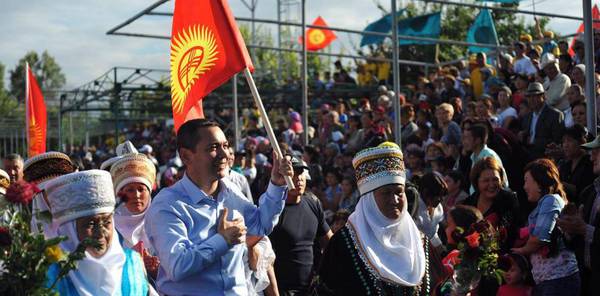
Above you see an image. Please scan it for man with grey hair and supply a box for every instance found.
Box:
[540,53,571,112]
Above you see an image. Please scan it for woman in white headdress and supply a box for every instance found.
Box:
[46,170,149,296]
[23,151,75,239]
[320,142,441,295]
[110,154,158,278]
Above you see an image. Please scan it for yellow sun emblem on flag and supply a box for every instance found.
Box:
[171,25,218,113]
[308,29,325,44]
[29,118,44,157]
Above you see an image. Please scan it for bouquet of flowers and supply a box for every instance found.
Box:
[443,220,502,295]
[0,182,97,296]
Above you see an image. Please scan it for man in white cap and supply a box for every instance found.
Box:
[100,141,139,172]
[138,144,158,167]
[46,170,150,296]
[145,119,293,296]
[540,53,571,112]
[23,151,75,239]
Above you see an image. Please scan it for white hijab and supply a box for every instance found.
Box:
[58,221,125,296]
[114,203,150,248]
[348,192,426,287]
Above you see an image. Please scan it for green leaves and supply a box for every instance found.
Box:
[0,204,91,296]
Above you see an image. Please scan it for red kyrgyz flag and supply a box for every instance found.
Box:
[569,4,600,56]
[25,64,47,157]
[171,0,254,130]
[298,16,337,51]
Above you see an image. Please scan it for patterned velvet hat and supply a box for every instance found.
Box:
[110,154,156,192]
[352,142,406,195]
[23,151,75,189]
[0,169,10,194]
[46,170,115,225]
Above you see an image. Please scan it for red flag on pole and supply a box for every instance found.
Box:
[298,16,337,51]
[25,64,47,157]
[569,4,600,56]
[171,0,254,130]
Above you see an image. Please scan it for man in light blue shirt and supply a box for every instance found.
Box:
[145,119,293,295]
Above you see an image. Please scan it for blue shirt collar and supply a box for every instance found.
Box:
[181,173,225,204]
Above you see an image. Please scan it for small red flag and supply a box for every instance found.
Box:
[25,64,47,157]
[171,0,254,130]
[298,16,337,51]
[561,4,600,56]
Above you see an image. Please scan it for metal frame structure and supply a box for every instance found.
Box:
[58,67,170,149]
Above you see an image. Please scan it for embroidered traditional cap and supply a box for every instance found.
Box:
[110,154,156,192]
[100,141,138,172]
[352,142,406,194]
[23,151,75,184]
[46,170,115,225]
[0,169,10,194]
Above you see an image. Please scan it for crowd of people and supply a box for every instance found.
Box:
[0,26,600,295]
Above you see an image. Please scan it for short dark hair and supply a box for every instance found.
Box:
[466,123,488,144]
[177,118,220,150]
[419,172,448,198]
[448,205,483,229]
[4,153,23,161]
[563,123,587,144]
[446,170,465,187]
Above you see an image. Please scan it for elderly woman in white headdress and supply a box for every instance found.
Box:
[46,170,149,296]
[23,151,75,239]
[320,142,441,295]
[110,154,158,277]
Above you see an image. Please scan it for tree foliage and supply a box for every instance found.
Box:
[10,51,66,102]
[240,24,325,87]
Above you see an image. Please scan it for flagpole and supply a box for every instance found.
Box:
[23,62,33,157]
[244,67,295,189]
[390,0,402,147]
[231,74,240,151]
[583,0,597,136]
[300,0,310,145]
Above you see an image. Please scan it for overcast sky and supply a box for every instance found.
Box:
════
Copy out all of the rows above word for word, leaving out the pictures.

[TASK RESULT]
Above you see an image. Please scan it for man with grey hair and supply a box for every instance found.
Box:
[540,53,571,112]
Above you see an image. Please scan it for woman in white headdress and supply a box for every instance found.
Box:
[46,170,149,296]
[23,151,75,239]
[320,142,441,295]
[110,154,158,278]
Above you see an image. Please scan it for yellow sun emblem on flag and supply a box for every instance found.
Box:
[171,25,218,113]
[308,29,325,44]
[29,118,44,157]
Above you see an image. Please scan it for bouquet of flowers and supply a box for every instance found.
Box:
[443,220,502,295]
[0,182,97,296]
Above you see an image. Please scan it for man in white cap and supply a box for every instance found.
Box:
[100,141,139,172]
[138,144,158,167]
[46,170,150,296]
[145,119,293,296]
[540,53,571,112]
[23,151,75,239]
Above you see an image. Please scan it for white hijab and supply a box for every instance found.
Box:
[58,221,125,296]
[114,203,150,248]
[348,192,426,287]
Above you see an image. Please scan it for green leaves and supply a box for every instance found.
Box:
[0,204,91,296]
Above you see an image. Please scan it for red kyrgyz flag and supply a box for every instance found.
Box:
[569,4,600,56]
[25,64,47,157]
[171,0,254,130]
[298,16,337,51]
Above you see an image. Please scan it for patterned velvet hat and supply a box for every instance found.
Box:
[110,154,156,192]
[352,142,406,195]
[23,151,75,189]
[0,169,10,194]
[46,170,115,225]
Above you see an image. Please scan it for red flag on pole and supply a box for every instance found.
Box:
[298,16,337,51]
[25,64,47,157]
[569,4,600,56]
[171,0,254,130]
Above you see an image. Please scan it for man in light blue shirt and supply a box for every instance found.
Box:
[145,119,293,295]
Above you see an image. Please scan it for blue shirt collar and supply a box for every instance found.
Box:
[181,173,225,204]
Above you see an image. Please scan it for small red flag and supply a box for every instance found.
Box:
[25,64,47,157]
[171,0,254,130]
[298,16,337,51]
[561,4,600,56]
Above you see an image. Please scan it for metal frame structure and supply a box for every instance found.
Box:
[58,67,170,149]
Above you see an image. Please scan it for embroidered traditional cap and supply a box for every instance found.
Box:
[110,154,156,192]
[100,141,138,172]
[352,142,406,194]
[23,151,75,184]
[46,170,115,225]
[0,169,10,194]
Above you see an image. Please scan it for crowd of people and supply a box for every instance found.
Box:
[0,26,600,295]
Above you see an image. Please scan it for short dark hair and supply a box for every instance found.
Box:
[466,123,488,144]
[177,118,220,150]
[419,172,448,198]
[448,205,483,229]
[4,153,23,161]
[563,123,587,144]
[446,170,465,187]
Above you see an image. Please scan it for elderly woman in white headdress and supply a box for every instance found.
Box:
[46,170,149,296]
[23,151,75,239]
[320,142,441,295]
[110,154,158,277]
Above you see an image. Please scan it for tree foliage and supply a box for every instance found.
Box:
[10,51,66,102]
[240,24,325,87]
Above you see an image. Please scan it for flagpole and supply a box for every instance found.
Box:
[23,62,33,157]
[244,67,295,189]
[390,0,402,147]
[231,74,240,151]
[583,0,597,136]
[300,0,310,145]
Above you see an image. Please scan it for overcast sky and supply a box for every instance found.
Box:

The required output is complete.